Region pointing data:
* * * *
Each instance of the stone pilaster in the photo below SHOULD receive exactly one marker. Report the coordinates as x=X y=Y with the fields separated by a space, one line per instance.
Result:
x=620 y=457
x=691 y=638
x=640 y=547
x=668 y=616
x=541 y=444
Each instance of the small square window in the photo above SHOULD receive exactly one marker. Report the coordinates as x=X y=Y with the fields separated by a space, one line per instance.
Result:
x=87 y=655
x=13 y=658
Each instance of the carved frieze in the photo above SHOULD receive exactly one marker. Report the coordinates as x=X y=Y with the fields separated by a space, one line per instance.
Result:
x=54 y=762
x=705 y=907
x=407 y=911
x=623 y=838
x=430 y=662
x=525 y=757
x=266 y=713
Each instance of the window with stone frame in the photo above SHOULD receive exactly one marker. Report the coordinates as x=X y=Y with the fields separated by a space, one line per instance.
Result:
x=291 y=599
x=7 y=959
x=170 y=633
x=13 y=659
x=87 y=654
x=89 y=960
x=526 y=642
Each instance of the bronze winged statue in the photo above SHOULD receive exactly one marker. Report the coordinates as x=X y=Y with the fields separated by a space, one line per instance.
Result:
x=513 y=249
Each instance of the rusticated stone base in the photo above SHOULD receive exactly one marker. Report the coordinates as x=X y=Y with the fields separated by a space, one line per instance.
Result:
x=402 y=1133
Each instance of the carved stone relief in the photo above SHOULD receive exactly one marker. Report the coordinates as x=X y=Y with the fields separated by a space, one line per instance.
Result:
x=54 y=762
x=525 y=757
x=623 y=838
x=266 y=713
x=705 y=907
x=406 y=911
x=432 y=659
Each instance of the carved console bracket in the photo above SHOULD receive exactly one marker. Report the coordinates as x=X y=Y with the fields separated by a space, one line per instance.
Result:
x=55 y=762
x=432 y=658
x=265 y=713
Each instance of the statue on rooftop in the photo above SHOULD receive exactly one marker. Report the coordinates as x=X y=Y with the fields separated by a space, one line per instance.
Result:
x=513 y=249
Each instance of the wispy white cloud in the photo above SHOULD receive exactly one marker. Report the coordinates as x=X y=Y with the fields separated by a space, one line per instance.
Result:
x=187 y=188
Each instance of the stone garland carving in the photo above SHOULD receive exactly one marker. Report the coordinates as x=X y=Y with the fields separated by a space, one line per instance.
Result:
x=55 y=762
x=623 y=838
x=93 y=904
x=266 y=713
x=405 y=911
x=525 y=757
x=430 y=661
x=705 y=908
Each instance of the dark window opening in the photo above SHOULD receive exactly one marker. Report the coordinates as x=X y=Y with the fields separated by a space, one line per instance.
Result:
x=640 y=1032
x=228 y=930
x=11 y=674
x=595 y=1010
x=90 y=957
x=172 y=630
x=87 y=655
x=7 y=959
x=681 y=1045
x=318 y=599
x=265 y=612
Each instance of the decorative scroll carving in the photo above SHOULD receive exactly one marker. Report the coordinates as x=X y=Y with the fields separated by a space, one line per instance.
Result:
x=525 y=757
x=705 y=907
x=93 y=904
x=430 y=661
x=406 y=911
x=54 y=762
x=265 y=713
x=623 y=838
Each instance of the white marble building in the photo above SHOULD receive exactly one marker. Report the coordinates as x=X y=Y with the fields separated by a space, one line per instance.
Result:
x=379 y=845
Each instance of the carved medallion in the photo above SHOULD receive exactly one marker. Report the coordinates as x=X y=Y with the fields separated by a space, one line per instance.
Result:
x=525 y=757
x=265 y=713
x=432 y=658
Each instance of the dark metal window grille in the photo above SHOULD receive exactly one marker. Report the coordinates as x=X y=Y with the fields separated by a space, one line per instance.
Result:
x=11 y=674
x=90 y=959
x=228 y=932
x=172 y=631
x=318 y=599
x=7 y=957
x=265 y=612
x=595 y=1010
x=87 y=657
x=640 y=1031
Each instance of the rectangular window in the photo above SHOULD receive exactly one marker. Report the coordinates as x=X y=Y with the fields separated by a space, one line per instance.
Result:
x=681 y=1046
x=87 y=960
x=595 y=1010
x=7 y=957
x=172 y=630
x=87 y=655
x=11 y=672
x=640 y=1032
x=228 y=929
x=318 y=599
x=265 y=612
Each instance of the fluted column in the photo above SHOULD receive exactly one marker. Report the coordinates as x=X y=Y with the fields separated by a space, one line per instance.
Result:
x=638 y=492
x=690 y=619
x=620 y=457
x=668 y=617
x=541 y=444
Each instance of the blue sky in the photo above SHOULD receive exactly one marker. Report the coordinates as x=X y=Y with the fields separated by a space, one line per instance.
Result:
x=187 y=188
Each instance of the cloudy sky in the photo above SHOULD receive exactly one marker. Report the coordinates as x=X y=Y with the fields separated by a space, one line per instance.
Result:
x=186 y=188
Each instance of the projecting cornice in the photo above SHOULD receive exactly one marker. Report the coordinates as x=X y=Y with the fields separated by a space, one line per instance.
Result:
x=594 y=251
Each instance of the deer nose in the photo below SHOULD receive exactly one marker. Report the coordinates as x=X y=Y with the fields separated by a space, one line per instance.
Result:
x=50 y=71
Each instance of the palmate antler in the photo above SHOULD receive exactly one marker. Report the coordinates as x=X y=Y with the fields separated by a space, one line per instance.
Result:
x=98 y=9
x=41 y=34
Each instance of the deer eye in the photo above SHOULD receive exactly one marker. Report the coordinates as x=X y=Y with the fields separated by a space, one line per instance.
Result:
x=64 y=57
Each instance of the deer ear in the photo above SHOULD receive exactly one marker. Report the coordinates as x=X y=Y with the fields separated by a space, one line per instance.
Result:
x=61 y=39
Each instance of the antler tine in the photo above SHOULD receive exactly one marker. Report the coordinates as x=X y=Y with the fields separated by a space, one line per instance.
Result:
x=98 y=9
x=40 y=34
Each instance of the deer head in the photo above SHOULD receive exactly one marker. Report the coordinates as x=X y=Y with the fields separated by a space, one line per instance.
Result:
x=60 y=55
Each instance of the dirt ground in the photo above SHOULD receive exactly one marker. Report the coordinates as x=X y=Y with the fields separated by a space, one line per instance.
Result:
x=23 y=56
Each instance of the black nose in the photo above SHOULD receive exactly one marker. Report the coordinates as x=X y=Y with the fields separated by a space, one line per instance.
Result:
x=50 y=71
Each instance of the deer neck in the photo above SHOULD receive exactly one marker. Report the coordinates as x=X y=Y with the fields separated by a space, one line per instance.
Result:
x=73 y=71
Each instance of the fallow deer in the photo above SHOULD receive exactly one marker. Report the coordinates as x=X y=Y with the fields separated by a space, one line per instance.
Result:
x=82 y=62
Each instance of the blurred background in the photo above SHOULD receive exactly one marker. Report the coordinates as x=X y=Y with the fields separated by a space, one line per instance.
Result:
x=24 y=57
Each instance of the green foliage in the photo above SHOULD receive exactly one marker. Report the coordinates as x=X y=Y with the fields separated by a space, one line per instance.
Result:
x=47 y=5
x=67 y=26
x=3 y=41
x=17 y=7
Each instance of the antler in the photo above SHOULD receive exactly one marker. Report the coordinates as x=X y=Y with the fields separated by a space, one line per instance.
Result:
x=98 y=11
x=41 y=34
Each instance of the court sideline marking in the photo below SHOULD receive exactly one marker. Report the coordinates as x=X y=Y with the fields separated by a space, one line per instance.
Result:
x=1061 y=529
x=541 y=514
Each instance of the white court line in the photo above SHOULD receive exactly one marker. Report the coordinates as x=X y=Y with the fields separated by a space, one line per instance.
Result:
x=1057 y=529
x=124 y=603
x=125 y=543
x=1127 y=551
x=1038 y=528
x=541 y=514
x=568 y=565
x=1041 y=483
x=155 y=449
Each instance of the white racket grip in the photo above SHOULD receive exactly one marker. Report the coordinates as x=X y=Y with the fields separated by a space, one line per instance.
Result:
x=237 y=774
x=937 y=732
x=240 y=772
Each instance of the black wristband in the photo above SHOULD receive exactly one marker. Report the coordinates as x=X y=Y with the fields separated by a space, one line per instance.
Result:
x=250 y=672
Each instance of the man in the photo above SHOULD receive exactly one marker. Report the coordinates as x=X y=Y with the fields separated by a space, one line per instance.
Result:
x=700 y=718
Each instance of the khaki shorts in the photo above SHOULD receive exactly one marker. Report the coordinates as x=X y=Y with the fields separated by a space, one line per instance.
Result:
* * * *
Task to carry out
An exact copy of the lines above, from the one containing "Each instance of the projecting" down to the one containing "Each instance of the deer nose" and including both, is the whole answer; retype it and nothing else.

Solution to this problem
Each instance of the projecting cornice in the photo above SHOULD receive exactly one marker. Report the coordinates as x=X y=Y with the fields separated by a space, one line per instance.
Result:
x=594 y=251
Each instance of the deer nose in the photo below SHOULD receive exactly one marker. Report the coordinates as x=X y=Y with the fields separated by a space, one line per instance.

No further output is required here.